SKILL.md

LangChain - Build LLM Applications with Agents & RAG

The most popular framework for building LLM-powered applications.

When to use LangChain

Use LangChain when:

Building agents with tool calling and reasoning (ReAct pattern)

Implementing RAG (retrieval-augmented generation) pipelines

Need to swap LLM providers easily (OpenAI, Anthropic, Google)

Creating chatbots with conversation memory

Rapid prototyping of LLM applications

Production deployments with LangSmith observability

Metrics:

119,000+ GitHub stars

272,000+ repositories use LangChain

500+ integrations (models, vector stores, tools)

3,800+ contributors

Use alternatives instead:

LlamaIndex: RAG-focused, better for document Q&A

LangGraph: Complex stateful workflows, more control

Haystack: Production search pipelines

Semantic Kernel: Microsoft ecosystem

Quick start

Installation

# Core library (Python 3.10+)

pip install -U langchain

# With OpenAI

pip install langchain-openai

# With Anthropic

pip install langchain-anthropic

# Common extras

pip install langchain-community  # 500+ integrations

pip install langchain-chroma     # Vector store

Basic LLM usage

from langchain_anthropic import ChatAnthropic

# Initialize model

llm = ChatAnthropic(model="claude-sonnet-4-5-20250929")

# Simple completion

response = llm.invoke("Explain quantum computing in 2 sentences")

print(response.content)

Create an agent (ReAct pattern)

from langchain.agents import create_agent

from langchain_anthropic import ChatAnthropic

# Define tools

def get_weather(city: str) -> str:

    """Get current weather for a city."""

    return f"It's sunny in {city}, 72°F"

def search_web(query: str) -> str:

    """Search the web for information."""

    return f"Search results for: {query}"

# Create agent (<10 lines!)

agent = create_agent(

    model=ChatAnthropic(model="claude-sonnet-4-5-20250929"),

    tools=[get_weather, search_web],

    system_prompt="You are a helpful assistant. Use tools when needed."

)

# Run agent

result = agent.invoke({"messages": [{"role": "user", "content": "What's the weather in Paris?"}]})

print(result["messages"][-1].content)

Core concepts

1. Models - LLM abstraction

from langchain_openai import ChatOpenAI

from langchain_anthropic import ChatAnthropic

from langchain_google_genai import ChatGoogleGenerativeAI

# Swap providers easily

llm = ChatOpenAI(model="gpt-4o")
◇ ◇ ◇ ◇ ◇ ◇ ◇
- **Task set**:
**1.** According to the LangChain page, why might someone choose LlamaIndex over LangChain?
**2.** Decide whether each statement agrees with the LangChain page. Answer yes or no, quoting the words of the page that settle it.
(a) The core library requires Python 3.10 or later.
(b) Installing langchain-chroma adds the 500+ integrations.
(c) Haystack is suggested for production search pipelines.
**3.** Continue the LangChain page from its last line.

- **Records**:
◇ ◇ ◇ ◇ ◇ ◇ ◇
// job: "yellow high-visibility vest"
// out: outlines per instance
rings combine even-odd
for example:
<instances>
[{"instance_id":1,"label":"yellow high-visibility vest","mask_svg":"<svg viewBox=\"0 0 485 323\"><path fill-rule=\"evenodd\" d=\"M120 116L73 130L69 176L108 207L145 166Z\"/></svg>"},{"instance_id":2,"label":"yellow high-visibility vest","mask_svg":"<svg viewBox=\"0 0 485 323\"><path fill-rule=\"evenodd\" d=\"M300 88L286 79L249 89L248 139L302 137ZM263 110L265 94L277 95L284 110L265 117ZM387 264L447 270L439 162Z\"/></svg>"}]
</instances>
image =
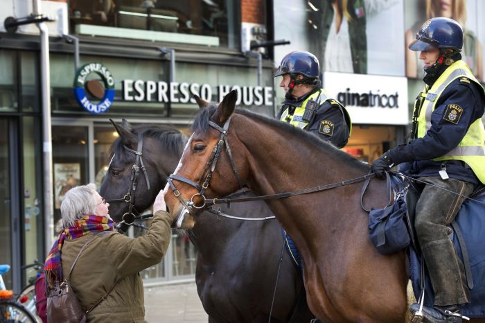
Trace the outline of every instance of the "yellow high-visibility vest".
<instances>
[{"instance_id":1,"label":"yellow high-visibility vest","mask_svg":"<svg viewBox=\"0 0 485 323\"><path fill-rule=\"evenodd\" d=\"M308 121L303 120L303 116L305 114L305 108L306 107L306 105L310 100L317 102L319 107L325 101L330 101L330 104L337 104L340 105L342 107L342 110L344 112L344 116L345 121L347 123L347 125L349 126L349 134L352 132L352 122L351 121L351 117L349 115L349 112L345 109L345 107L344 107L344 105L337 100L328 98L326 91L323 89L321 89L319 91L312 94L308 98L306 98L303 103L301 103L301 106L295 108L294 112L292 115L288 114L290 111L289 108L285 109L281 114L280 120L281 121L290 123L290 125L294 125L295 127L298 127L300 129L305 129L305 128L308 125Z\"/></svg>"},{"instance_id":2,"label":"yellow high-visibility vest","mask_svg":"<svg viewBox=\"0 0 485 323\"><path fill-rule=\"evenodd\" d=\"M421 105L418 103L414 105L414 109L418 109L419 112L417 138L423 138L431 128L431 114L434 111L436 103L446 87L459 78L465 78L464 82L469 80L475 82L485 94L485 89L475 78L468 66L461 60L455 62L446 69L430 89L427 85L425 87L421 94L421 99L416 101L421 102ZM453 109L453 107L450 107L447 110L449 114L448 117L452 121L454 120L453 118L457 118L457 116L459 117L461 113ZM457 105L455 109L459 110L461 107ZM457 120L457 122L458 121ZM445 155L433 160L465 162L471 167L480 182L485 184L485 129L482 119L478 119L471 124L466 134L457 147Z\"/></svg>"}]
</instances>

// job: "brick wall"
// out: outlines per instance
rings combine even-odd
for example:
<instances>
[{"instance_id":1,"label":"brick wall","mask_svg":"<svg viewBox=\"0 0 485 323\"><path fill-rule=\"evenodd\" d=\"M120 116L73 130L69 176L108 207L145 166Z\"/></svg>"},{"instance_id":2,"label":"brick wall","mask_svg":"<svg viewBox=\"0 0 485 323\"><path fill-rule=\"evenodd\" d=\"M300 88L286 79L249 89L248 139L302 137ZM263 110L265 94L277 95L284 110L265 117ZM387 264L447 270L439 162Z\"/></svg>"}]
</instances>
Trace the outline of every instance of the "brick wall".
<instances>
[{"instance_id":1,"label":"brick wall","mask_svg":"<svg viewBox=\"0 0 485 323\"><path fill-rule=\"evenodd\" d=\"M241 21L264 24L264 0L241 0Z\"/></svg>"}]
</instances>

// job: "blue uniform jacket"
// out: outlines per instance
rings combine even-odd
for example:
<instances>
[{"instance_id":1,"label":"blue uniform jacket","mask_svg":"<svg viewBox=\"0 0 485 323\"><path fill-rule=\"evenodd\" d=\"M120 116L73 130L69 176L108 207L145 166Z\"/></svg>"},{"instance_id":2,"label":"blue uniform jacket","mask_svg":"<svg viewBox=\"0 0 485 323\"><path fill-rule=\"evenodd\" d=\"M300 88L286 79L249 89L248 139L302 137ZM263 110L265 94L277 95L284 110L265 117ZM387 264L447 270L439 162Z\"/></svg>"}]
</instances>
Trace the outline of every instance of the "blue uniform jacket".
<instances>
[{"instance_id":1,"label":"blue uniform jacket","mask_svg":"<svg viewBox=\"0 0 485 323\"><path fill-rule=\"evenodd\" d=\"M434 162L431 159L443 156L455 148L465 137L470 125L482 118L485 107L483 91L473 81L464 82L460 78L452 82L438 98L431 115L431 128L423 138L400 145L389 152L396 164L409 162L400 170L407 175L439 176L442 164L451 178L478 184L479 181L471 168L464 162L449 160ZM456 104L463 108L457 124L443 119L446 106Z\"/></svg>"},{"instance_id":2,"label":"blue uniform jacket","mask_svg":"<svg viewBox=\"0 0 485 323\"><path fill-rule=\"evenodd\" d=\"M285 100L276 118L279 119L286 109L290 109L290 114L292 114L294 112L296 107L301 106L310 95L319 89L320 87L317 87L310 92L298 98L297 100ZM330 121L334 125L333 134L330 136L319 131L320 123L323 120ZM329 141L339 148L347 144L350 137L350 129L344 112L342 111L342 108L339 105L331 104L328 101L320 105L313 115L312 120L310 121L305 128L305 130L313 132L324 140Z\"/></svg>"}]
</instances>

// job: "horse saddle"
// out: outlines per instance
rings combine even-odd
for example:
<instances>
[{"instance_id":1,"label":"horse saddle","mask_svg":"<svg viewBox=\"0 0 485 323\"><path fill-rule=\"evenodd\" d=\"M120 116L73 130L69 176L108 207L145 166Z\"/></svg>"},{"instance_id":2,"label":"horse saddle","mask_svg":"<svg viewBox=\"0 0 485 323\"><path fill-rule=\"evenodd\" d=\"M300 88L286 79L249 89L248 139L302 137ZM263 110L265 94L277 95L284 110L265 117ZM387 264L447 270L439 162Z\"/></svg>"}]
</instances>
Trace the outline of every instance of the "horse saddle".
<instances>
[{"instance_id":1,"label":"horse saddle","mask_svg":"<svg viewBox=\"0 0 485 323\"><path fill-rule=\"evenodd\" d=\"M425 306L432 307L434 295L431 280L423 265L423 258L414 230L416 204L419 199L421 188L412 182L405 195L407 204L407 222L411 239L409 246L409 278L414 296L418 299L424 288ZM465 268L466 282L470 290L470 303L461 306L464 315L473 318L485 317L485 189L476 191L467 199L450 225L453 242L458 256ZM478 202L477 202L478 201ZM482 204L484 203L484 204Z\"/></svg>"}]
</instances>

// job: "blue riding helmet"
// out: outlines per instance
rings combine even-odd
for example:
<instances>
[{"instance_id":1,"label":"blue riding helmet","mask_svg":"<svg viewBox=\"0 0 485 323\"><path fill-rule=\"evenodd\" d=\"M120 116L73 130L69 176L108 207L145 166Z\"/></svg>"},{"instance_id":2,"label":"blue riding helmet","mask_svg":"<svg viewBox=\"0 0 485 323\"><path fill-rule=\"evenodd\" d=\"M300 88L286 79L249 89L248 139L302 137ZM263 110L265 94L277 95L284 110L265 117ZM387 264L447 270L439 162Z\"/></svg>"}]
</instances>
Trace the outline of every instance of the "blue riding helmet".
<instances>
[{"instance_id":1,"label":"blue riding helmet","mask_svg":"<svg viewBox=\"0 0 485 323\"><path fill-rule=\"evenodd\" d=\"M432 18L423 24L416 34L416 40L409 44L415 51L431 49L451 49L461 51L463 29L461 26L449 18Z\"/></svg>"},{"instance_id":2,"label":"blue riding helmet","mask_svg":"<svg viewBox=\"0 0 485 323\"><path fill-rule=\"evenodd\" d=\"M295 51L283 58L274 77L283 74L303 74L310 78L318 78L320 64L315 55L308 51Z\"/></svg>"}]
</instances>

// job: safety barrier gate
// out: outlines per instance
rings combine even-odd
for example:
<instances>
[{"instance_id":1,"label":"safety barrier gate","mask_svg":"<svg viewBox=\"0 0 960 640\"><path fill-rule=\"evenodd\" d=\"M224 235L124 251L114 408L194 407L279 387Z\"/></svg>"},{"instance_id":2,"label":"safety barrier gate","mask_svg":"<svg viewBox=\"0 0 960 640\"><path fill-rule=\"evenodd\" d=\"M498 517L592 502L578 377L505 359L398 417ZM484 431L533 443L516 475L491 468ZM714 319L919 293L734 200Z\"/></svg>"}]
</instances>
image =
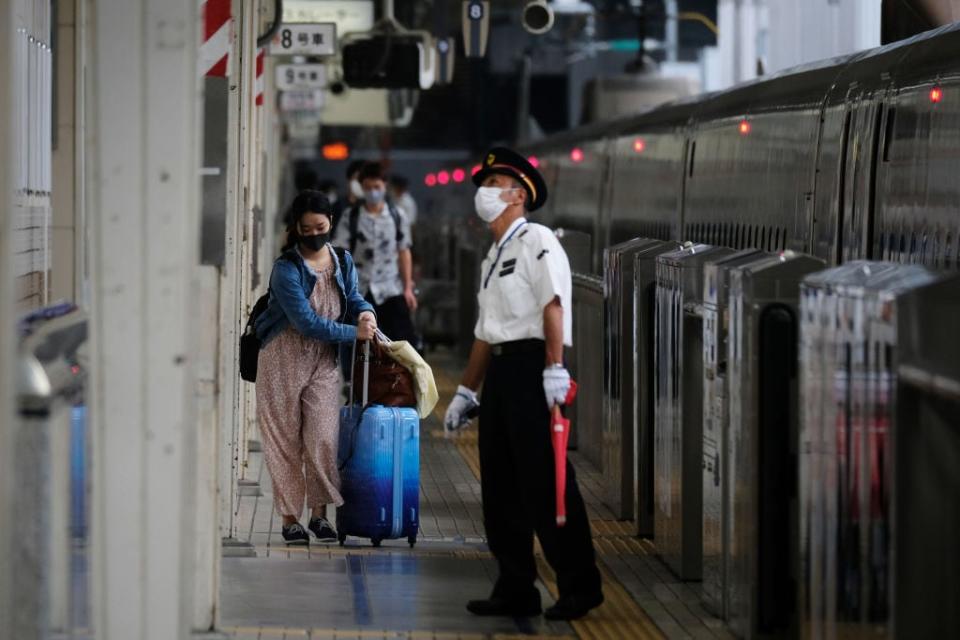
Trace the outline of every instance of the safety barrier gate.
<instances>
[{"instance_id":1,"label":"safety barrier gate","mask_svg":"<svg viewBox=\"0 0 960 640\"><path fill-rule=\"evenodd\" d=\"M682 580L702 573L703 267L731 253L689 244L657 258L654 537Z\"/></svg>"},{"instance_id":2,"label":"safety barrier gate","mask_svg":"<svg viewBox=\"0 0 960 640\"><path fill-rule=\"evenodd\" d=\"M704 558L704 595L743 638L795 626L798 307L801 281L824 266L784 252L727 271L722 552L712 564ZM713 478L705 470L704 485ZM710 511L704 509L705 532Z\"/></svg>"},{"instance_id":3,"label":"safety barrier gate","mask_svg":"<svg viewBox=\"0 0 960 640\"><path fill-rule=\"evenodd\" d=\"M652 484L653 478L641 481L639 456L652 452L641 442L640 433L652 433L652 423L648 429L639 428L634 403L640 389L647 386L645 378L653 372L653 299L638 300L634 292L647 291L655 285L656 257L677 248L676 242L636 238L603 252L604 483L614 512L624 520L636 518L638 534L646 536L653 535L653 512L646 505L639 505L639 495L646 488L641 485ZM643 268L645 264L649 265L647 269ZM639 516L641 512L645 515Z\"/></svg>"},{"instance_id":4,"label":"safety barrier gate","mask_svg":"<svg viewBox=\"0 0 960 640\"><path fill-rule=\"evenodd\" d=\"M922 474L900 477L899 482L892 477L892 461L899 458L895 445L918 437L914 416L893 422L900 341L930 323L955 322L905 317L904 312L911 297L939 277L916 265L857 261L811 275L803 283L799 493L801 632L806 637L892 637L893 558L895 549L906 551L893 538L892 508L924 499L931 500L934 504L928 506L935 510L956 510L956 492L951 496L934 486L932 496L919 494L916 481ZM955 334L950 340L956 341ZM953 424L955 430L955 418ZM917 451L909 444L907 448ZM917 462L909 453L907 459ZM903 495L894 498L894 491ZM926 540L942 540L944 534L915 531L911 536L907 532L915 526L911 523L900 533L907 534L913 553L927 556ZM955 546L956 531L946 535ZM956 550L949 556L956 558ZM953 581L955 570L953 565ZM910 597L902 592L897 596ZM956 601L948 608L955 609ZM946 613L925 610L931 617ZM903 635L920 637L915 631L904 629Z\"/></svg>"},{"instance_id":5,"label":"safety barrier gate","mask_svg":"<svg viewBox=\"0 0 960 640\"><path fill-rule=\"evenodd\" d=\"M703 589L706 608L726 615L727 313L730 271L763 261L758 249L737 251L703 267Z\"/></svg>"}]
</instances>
◇ ◇ ◇ ◇ ◇ ◇ ◇
- **Outputs for the tasks**:
**1.** The page lists LlamaIndex as an alternative because it is RAG-focused and better suited to document Q&A.

**2.**
(a) Yes: "# Core library (Python 3.10+)"
(b) No: langchain-chroma is marked "# Vector store", while the 500+ integrations come with "pip install langchain-community"
(c) Yes: "Haystack: Production search pipelines"

**3.**
llm = ChatAnthropic(model="claude-sonnet-4-5-20250929")

llm = ChatGoogleGenerativeAI(model="gemini-2.0-flash-exp")

# Streaming

for chunk in llm.stream("Write a poem"):

    print(chunk.content, end="", flush=True)

2. Chains - Sequential operations

from langchain.chains import LLMChain

from langchain.prompts import PromptTemplate

# Define prompt template

prompt = PromptTemplate(

    input_variables=["topic"],

    template="Write a 3-sentence summary about {topic}"

)

# Create chain

chain = LLMChain(llm=llm, prompt=prompt)

# Run chain

result = chain.run(topic="machine learning")

3. Agents - Tool-using reasoning

ReAct (Reasoning + Acting) pattern:

from langchain.agents import create_tool_calling_agent, AgentExecutor

from langchain.tools import Tool

# Define custom tool

calculator = Tool(

    name="Calculator",

    func=lambda x: eval(x),

    description="Useful for math calculations. Input: valid Python expression."

)

# Create agent with tools

agent = create_tool_calling_agent(

    llm=llm,

    tools=[calculator, search_web],

    prompt="Answer questions using available tools"

)

# Create executor

agent_executor = AgentExecutor(agent=agent, tools=[calculator], verbose=True)

# Run with reasoning

result = agent_executor.invoke({"input": "What is 25 * 17 + 142?"})

4. Memory - Conversation history

from langchain.memory import ConversationBufferMemory

from langchain.chains import ConversationChain

# Add memory to track conversation

memory = ConversationBufferMemory()

conversation = ConversationChain(

    llm=llm,

    memory=memory,

    verbose=True

)

# Multi-turn conversation

conversation.predict(input="Hi, I'm Alice")

conversation.predict(input="What's my name?")  # Remembers "Alice"

RAG (Retrieval-Augmented Generation)

Basic RAG pipeline

from langchain_community.document_loaders import WebBaseLoader

from langchain.text_splitter import RecursiveCharacterTextSplitter

from langchain_openai import OpenAIEmbeddings

from langchain_chroma import Chroma

from langchain.chains import RetrievalQA

# 1. Load documents

loader = WebBaseLoader("https://docs.python.org/3/tutorial/")

docs = loader.load()

# 2. Split into chunks

text_splitter = RecursiveCharacterTextSplitter(

    chunk_size=1000,

    chunk_overlap=200

)

splits = text_splitter.split_documents(docs)

# 3. Create embeddings and vector store

vectorstore = Chroma.from_documents(

    documents=splits,

    embedding=OpenAIEmbeddings()

)

# 4. Create retriever

retriever = vectorstore.as_retriever(search_kwargs={"k": 4})

# 5. Create QA chain

qa_chain = RetrievalQA.from_chain_type(

    llm=llm,

    retriever=retriever,

    return_source_documents=True

)

# 6. Query

result = qa_chain({"query": "What are Python decorators?"})

print(result["result"])

print(f"Sources: {result['source_documents']}")

Conversational RAG with memory

from langchain.chains import ConversationalRetrievalChain

# RAG with conversation memory

qa = ConversationalRetrievalChain.from_llm(

    llm=llm,

    retriever=retriever,

    memory=ConversationBufferMemory(

        memory_key="chat_history",

        return_messages=True

    )

)

# Multi-turn RAG

qa({"question": "What is Python used for?"})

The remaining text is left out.